─── Given records ───

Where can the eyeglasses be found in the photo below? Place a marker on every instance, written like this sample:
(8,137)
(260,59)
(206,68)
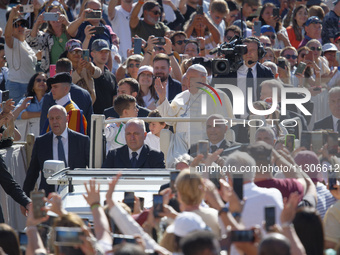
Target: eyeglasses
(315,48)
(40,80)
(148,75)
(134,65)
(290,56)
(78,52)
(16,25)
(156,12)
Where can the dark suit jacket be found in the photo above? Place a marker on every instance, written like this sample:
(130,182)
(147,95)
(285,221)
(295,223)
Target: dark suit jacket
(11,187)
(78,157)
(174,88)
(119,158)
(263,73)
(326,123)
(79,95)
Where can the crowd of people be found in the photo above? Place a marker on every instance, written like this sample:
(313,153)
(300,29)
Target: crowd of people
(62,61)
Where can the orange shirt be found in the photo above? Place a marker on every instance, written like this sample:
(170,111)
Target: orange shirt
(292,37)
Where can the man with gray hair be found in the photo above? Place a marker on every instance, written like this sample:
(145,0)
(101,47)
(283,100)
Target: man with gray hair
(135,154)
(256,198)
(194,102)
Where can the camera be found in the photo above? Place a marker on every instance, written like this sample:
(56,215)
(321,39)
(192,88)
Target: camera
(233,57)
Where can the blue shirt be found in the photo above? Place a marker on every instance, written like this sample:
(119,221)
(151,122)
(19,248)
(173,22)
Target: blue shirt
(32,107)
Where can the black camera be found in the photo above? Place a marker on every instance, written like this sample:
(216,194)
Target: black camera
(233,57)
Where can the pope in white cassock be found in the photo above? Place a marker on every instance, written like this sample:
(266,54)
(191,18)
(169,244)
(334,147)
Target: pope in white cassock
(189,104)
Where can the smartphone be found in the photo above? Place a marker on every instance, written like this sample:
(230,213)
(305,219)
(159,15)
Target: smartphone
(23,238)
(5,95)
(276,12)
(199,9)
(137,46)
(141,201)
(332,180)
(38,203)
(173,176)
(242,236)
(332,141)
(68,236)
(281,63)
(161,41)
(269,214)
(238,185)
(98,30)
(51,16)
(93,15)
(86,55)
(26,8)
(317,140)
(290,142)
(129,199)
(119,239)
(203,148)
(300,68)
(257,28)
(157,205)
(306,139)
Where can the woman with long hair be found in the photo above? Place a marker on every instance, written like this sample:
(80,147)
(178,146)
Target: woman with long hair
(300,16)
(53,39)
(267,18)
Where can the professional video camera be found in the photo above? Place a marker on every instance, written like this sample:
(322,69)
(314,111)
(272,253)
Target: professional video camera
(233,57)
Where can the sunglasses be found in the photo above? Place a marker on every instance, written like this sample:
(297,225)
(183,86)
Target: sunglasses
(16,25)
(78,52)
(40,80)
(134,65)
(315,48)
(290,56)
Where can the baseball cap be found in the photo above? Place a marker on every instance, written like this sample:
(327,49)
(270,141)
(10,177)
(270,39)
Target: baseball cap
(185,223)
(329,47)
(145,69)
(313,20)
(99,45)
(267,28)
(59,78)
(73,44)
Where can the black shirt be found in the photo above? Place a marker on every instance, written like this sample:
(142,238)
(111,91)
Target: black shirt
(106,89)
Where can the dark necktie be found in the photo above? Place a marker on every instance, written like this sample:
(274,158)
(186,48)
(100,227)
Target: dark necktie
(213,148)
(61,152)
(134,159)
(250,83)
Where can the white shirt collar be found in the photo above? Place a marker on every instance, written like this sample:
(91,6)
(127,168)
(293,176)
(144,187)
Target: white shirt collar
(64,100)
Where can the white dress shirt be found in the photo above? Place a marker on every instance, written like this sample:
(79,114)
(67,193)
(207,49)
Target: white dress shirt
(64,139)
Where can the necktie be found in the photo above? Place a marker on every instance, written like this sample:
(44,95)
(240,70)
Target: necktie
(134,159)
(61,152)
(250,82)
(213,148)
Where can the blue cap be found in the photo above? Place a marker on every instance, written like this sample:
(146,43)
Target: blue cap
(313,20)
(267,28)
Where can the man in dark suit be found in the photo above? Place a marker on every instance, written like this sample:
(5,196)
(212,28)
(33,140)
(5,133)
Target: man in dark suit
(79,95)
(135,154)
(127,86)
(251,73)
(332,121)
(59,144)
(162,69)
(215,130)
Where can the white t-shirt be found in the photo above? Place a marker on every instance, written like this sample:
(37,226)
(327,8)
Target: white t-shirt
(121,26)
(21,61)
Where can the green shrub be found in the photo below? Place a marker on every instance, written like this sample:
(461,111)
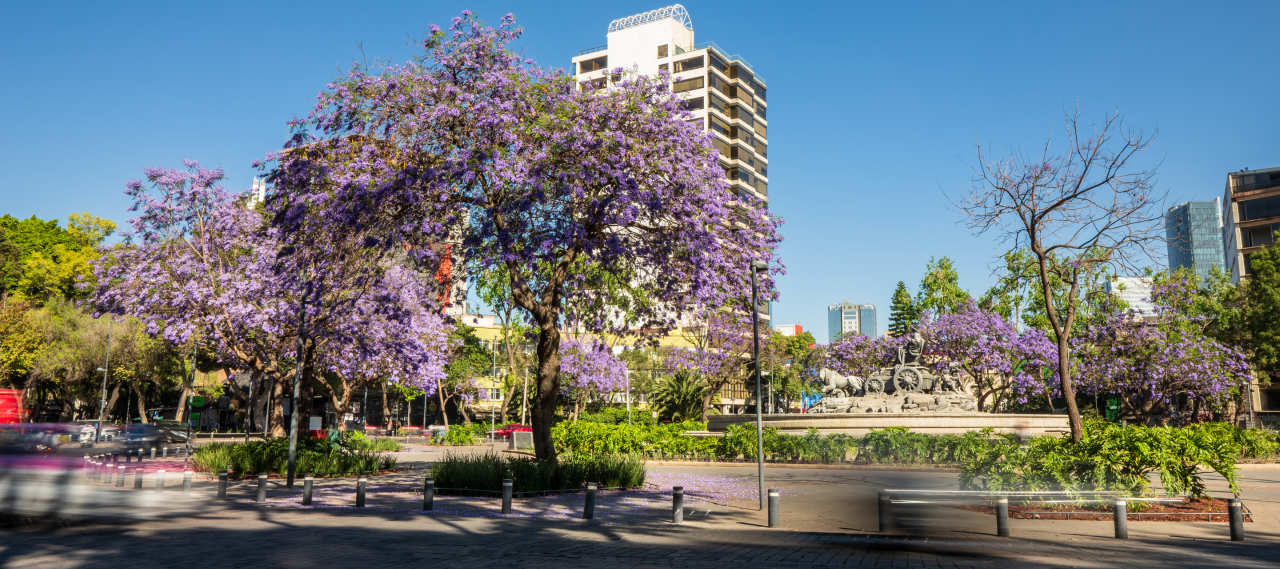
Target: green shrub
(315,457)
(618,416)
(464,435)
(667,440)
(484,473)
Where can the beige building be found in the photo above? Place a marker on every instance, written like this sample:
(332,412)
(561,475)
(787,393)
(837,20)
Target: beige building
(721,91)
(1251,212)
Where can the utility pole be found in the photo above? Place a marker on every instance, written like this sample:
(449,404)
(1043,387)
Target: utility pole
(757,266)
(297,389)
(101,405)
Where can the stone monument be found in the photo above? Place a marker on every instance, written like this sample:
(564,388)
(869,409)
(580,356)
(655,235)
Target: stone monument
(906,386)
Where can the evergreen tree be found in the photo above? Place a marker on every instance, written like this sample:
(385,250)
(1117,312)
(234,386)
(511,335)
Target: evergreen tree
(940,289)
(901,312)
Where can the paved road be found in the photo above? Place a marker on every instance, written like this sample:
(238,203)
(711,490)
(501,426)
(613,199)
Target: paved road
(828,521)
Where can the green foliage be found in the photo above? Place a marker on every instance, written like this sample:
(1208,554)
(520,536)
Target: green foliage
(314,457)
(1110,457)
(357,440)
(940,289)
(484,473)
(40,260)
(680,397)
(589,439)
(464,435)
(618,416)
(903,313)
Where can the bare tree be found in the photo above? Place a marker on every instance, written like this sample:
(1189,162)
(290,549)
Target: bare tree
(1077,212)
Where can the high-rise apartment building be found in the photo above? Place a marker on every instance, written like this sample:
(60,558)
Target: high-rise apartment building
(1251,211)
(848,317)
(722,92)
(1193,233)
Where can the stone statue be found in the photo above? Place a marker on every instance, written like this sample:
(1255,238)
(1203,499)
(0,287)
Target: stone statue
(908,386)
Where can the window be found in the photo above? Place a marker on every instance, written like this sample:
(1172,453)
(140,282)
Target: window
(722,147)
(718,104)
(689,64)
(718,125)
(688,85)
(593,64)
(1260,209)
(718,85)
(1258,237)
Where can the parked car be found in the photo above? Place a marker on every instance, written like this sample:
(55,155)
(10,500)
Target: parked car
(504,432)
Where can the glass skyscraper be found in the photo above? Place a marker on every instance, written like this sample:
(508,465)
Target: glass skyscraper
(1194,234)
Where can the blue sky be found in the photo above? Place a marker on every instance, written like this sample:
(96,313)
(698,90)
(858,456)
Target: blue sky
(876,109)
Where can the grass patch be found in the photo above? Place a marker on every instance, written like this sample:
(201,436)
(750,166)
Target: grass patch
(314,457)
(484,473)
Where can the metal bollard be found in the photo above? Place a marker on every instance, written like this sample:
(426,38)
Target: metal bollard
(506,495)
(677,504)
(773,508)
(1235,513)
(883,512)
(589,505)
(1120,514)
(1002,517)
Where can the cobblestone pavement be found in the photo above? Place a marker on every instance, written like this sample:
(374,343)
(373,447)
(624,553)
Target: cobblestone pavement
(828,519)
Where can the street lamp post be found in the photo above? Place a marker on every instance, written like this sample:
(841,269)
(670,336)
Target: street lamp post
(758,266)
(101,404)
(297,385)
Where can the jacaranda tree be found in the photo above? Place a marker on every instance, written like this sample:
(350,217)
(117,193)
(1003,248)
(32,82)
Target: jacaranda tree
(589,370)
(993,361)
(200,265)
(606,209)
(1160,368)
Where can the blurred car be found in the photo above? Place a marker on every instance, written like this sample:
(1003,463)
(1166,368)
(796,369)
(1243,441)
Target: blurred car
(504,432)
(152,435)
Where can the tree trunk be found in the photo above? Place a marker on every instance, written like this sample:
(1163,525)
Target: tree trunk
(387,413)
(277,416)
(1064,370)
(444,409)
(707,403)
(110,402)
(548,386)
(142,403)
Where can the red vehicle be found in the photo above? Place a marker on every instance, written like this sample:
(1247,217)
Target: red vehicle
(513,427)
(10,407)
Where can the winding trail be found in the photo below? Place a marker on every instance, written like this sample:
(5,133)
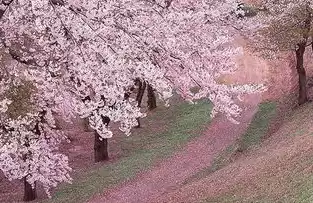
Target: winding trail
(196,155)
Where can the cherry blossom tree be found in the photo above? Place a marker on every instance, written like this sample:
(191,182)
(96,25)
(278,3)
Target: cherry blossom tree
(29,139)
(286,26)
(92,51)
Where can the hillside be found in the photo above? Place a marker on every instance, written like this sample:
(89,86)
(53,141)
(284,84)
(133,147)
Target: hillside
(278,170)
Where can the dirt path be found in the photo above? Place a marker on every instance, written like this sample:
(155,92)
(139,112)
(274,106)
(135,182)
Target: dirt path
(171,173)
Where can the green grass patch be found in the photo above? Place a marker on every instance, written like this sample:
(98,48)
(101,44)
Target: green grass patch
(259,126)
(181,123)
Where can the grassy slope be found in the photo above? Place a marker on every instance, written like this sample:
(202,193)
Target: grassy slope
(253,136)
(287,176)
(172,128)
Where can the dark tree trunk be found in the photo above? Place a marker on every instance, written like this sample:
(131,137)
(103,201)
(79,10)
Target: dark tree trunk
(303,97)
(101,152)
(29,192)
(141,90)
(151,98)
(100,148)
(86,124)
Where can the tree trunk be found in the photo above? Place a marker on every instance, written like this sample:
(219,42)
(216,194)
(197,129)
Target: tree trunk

───

State how many lines in the entries above hold the word "below", with no further text.

> _Your solution_
3